▸ Source material
· · · · · · ·

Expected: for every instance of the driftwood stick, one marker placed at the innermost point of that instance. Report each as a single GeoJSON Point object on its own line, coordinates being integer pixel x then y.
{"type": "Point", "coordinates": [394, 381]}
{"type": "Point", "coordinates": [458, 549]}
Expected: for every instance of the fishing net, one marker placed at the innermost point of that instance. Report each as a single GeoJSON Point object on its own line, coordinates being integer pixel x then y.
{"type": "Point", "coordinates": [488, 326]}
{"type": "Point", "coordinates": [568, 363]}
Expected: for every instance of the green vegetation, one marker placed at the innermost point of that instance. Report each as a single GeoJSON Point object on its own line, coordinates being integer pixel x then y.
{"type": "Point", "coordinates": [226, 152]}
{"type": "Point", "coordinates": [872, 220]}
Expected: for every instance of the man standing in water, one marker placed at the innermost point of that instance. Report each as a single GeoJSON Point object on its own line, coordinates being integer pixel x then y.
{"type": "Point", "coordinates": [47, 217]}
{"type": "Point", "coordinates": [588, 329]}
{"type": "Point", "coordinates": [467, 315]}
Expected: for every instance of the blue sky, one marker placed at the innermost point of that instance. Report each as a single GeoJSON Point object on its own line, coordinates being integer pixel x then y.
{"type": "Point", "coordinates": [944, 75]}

· · · · · · ·

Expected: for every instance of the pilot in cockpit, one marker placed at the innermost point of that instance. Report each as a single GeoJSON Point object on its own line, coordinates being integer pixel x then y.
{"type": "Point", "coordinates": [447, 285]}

· · · · · · ·

▸ Exercise brief
From the rows above, keep only those that contain the word "vegetation", treating uppercase and lowercase as different, and copy each one unchanged.

▸ Finished exercise
Expected: for every instance of the green vegetation, one marker placed at the innermost point of that instance. Report each as a single GeoJSON Point object on its own line, coordinates being integer pixel x then y.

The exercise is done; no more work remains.